— RECORDS FOR THIS EXERCISE —
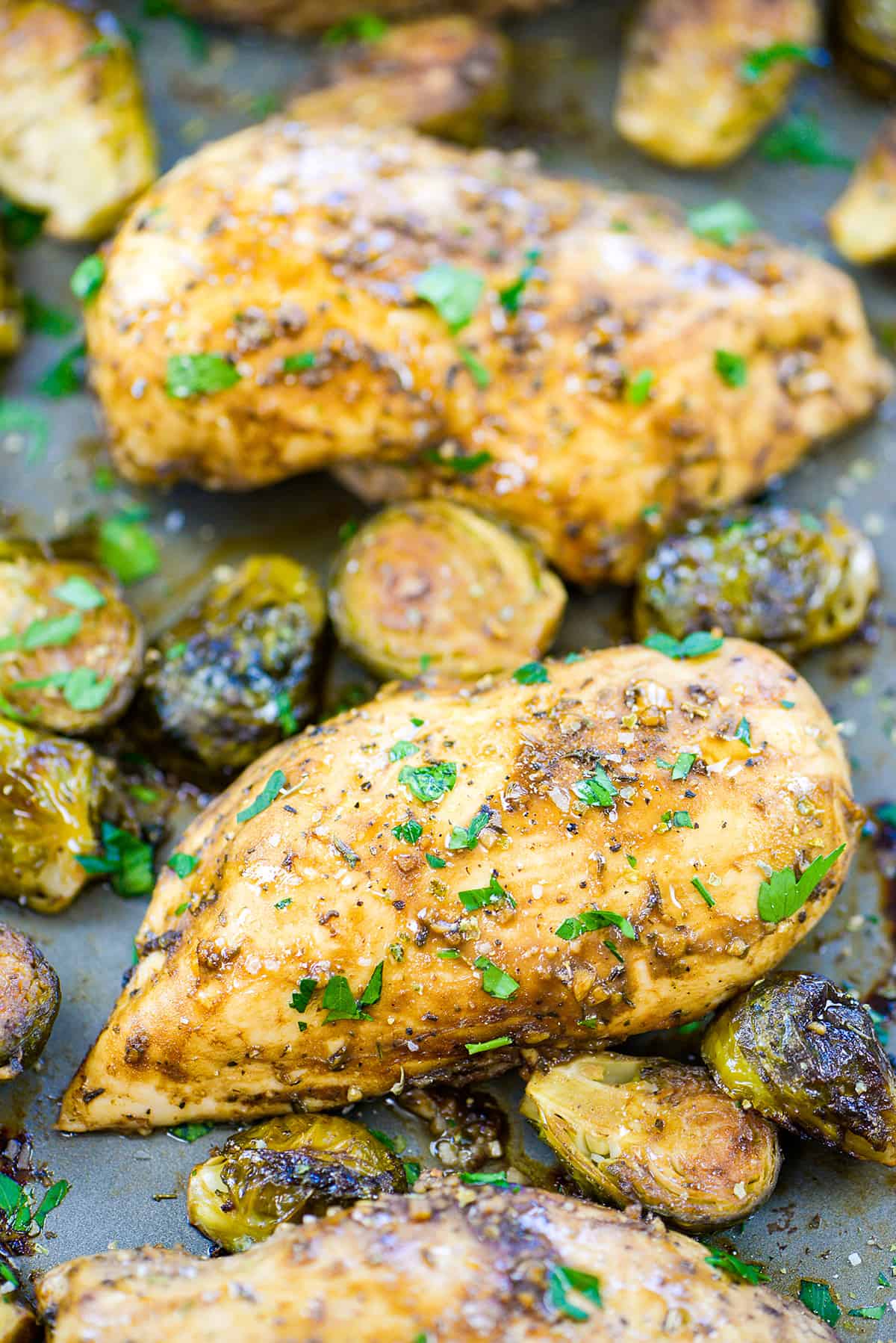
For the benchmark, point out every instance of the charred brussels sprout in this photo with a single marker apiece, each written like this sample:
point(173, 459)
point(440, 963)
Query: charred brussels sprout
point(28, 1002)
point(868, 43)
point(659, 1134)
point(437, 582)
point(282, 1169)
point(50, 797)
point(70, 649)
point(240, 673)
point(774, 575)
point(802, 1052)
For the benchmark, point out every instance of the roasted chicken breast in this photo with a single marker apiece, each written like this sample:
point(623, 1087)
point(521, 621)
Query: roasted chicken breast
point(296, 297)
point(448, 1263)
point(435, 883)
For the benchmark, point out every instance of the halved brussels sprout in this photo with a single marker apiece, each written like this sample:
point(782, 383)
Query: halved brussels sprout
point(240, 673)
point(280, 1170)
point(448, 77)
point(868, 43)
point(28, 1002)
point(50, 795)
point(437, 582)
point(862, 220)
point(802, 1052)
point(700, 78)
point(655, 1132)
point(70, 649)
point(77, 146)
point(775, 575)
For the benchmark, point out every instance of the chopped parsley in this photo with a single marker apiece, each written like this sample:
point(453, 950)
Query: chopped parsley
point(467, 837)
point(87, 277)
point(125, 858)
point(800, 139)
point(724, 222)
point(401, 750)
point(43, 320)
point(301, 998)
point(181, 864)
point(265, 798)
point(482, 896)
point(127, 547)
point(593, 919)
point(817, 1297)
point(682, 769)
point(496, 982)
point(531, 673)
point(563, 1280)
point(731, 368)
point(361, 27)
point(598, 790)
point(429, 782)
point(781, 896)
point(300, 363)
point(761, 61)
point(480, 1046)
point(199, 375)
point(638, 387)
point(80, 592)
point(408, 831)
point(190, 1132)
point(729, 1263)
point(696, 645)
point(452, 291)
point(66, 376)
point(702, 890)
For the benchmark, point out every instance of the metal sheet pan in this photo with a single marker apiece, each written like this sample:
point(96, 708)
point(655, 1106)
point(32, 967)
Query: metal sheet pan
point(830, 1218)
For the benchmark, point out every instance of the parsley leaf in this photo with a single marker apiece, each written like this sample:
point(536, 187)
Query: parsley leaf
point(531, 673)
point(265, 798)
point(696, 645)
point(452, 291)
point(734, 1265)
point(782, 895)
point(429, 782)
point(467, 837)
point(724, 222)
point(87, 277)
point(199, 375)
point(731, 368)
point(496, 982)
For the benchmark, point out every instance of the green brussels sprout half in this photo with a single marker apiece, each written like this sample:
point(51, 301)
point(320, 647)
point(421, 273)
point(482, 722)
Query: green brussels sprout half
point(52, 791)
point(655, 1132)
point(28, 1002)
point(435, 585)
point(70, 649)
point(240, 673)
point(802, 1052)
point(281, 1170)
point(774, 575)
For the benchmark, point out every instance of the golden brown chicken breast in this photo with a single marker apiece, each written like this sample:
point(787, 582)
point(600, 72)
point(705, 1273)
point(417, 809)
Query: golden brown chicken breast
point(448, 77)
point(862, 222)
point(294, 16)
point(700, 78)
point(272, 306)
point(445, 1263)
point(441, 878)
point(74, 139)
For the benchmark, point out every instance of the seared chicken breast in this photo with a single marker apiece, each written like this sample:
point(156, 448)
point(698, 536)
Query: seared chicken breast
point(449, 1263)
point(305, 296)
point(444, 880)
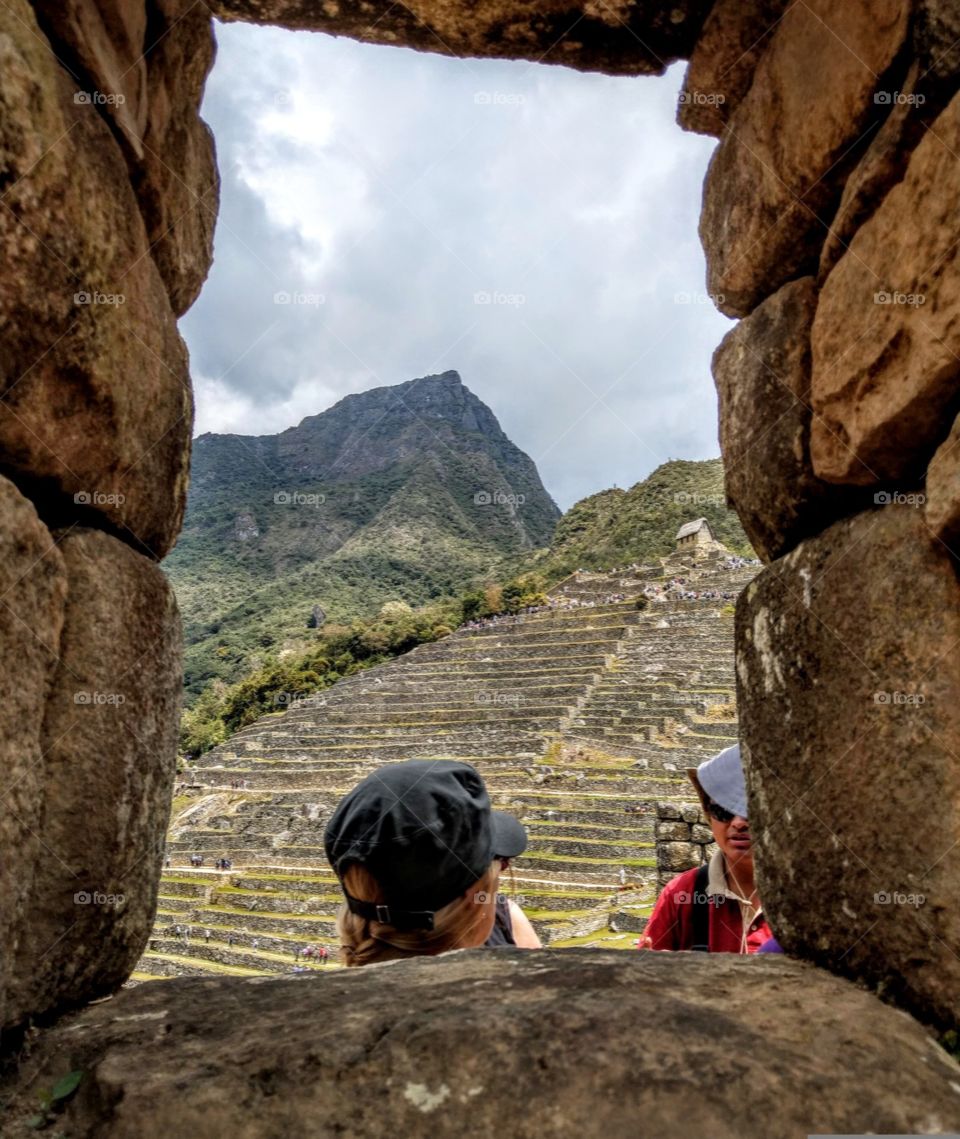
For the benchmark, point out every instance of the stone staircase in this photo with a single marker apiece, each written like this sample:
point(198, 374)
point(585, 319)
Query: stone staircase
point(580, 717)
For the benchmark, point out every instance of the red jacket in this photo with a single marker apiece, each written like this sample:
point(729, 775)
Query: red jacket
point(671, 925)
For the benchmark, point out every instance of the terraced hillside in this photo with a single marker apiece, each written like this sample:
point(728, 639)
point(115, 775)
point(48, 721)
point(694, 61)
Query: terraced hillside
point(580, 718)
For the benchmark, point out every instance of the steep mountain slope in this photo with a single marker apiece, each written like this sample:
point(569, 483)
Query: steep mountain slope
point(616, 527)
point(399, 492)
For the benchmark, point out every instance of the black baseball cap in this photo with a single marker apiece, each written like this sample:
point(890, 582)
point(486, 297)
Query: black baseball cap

— GOAL OF THE EXERCISE —
Recast all of the lines above as a Markdown table with two columns, Row and Line, giving each line a row number. Skip blank lines and leave the pictures out.

— EXERCISE RESPONSE —
| Row | Line |
|---|---|
| 1 | For the benchmark, point out every instance of the charred brussels sprout in this photo with a single marker apiece, each written like this sample: |
| 2 | point(173, 459) |
| 3 | point(440, 963) |
| 4 | Query: charred brussels sprout |
| 5 | point(28, 1002) |
| 6 | point(868, 43) |
| 7 | point(659, 1134) |
| 8 | point(437, 582) |
| 9 | point(282, 1169) |
| 10 | point(50, 797) |
| 11 | point(70, 649) |
| 12 | point(240, 673) |
| 13 | point(774, 575) |
| 14 | point(802, 1052) |
| 15 | For the benchmark, point out every instance of the roasted chicken breast in this photo with a single marker apiece, each written like this sample: |
| 16 | point(623, 1087) |
| 17 | point(521, 621) |
| 18 | Query: roasted chicken breast |
| 19 | point(296, 297) |
| 20 | point(448, 1263) |
| 21 | point(435, 883) |
| 22 | For the benchmark, point out every instance of the halved brussels sprout in this photo with a single marker apiece, each written like this sample: |
| 23 | point(782, 383) |
| 24 | Query: halved brussels sprout |
| 25 | point(240, 673) |
| 26 | point(280, 1170) |
| 27 | point(448, 77) |
| 28 | point(868, 43) |
| 29 | point(28, 1002) |
| 30 | point(50, 795) |
| 31 | point(437, 582) |
| 32 | point(862, 220) |
| 33 | point(802, 1052) |
| 34 | point(700, 78) |
| 35 | point(655, 1132) |
| 36 | point(70, 649) |
| 37 | point(77, 146) |
| 38 | point(775, 575) |
| 39 | For the benchmark, point out every instance of the chopped parsley in this photo with a single marker apiece, each written like this sample: |
| 40 | point(453, 950) |
| 41 | Query: chopped parsley |
| 42 | point(467, 837) |
| 43 | point(87, 277) |
| 44 | point(125, 858) |
| 45 | point(800, 139) |
| 46 | point(724, 222) |
| 47 | point(401, 750) |
| 48 | point(43, 320) |
| 49 | point(301, 998) |
| 50 | point(181, 864) |
| 51 | point(265, 798) |
| 52 | point(482, 896) |
| 53 | point(127, 547) |
| 54 | point(593, 919) |
| 55 | point(817, 1297) |
| 56 | point(682, 769) |
| 57 | point(496, 982) |
| 58 | point(531, 673) |
| 59 | point(563, 1280) |
| 60 | point(731, 368) |
| 61 | point(361, 27) |
| 62 | point(598, 790) |
| 63 | point(429, 782) |
| 64 | point(781, 896) |
| 65 | point(300, 363) |
| 66 | point(761, 61) |
| 67 | point(480, 1046) |
| 68 | point(199, 375) |
| 69 | point(638, 387) |
| 70 | point(80, 592) |
| 71 | point(408, 831) |
| 72 | point(190, 1132) |
| 73 | point(729, 1263) |
| 74 | point(696, 645) |
| 75 | point(452, 291) |
| 76 | point(66, 376) |
| 77 | point(702, 890) |
| 78 | For the benchmark, point out every instance of the metal sheet pan in this photo with a single marker apiece, each written like this sample: |
| 79 | point(96, 708) |
| 80 | point(655, 1106) |
| 81 | point(32, 967) |
| 82 | Query: metal sheet pan |
| 83 | point(830, 1218) |
| 84 | For the benchmark, point out every instance of the parsley leaf in this photo with a single marker apiece, each written like this sample: |
| 85 | point(536, 187) |
| 86 | Query: parsley leaf |
| 87 | point(531, 673) |
| 88 | point(265, 798) |
| 89 | point(696, 645) |
| 90 | point(452, 291) |
| 91 | point(734, 1265) |
| 92 | point(782, 895) |
| 93 | point(429, 782) |
| 94 | point(467, 837) |
| 95 | point(724, 222) |
| 96 | point(87, 277) |
| 97 | point(199, 375) |
| 98 | point(731, 368) |
| 99 | point(496, 982) |
| 100 | For the benchmark, point out every instance of the green brussels sprout half in this photo with a single marker apiece, each written like this sample: |
| 101 | point(51, 301) |
| 102 | point(320, 647) |
| 103 | point(421, 273) |
| 104 | point(482, 722) |
| 105 | Query: green brussels sprout half |
| 106 | point(52, 791) |
| 107 | point(655, 1132) |
| 108 | point(28, 1002) |
| 109 | point(435, 585) |
| 110 | point(70, 649) |
| 111 | point(240, 673) |
| 112 | point(802, 1052) |
| 113 | point(281, 1170) |
| 114 | point(774, 575) |
| 115 | For the benchmark, point out every instance of the golden brown chicken breast in this photo with a single marker apiece, each written like this sample: |
| 116 | point(787, 582) |
| 117 | point(600, 72) |
| 118 | point(705, 1273) |
| 119 | point(417, 809) |
| 120 | Query: golden brown chicken breast |
| 121 | point(448, 77) |
| 122 | point(862, 222) |
| 123 | point(294, 16) |
| 124 | point(700, 78) |
| 125 | point(272, 306) |
| 126 | point(445, 1263) |
| 127 | point(441, 878) |
| 128 | point(74, 139) |
| 129 | For the benchmark, point out every instance of the seared chicken breast in this photo with a single marker apiece, each written like this sample: |
| 130 | point(156, 448) |
| 131 | point(698, 536) |
| 132 | Query: seared chicken breast |
| 133 | point(449, 1263) |
| 134 | point(305, 296) |
| 135 | point(444, 880) |
| 136 | For the benchmark, point out every instance of the stone staircase in this photo with a single marker apiece, each written like this sample: |
| 137 | point(198, 374) |
| 138 | point(585, 319) |
| 139 | Query: stone staircase |
| 140 | point(580, 717) |
| 141 | For the benchmark, point out every instance of the red jacket in this photo with a single marker apiece, each written like this sample: |
| 142 | point(729, 775) |
| 143 | Query: red jacket |
| 144 | point(671, 925) |
| 145 | For the benchmark, point out every instance of the terraced hillside in this photo with a single marker apiece, each written like this sample: |
| 146 | point(728, 639) |
| 147 | point(115, 775) |
| 148 | point(48, 721) |
| 149 | point(694, 61) |
| 150 | Query: terraced hillside |
| 151 | point(580, 718) |
| 152 | For the benchmark, point out every instance of the steep mountain slope in this photo with a single marker apiece, each written like this sample: |
| 153 | point(569, 483) |
| 154 | Query: steep mountain slope |
| 155 | point(616, 527) |
| 156 | point(399, 492) |
| 157 | For the benchmark, point out every instance of the black baseball cap in this photo with a single marker apiece, each written like this sample: |
| 158 | point(890, 582) |
| 159 | point(486, 297) |
| 160 | Query: black baseball cap |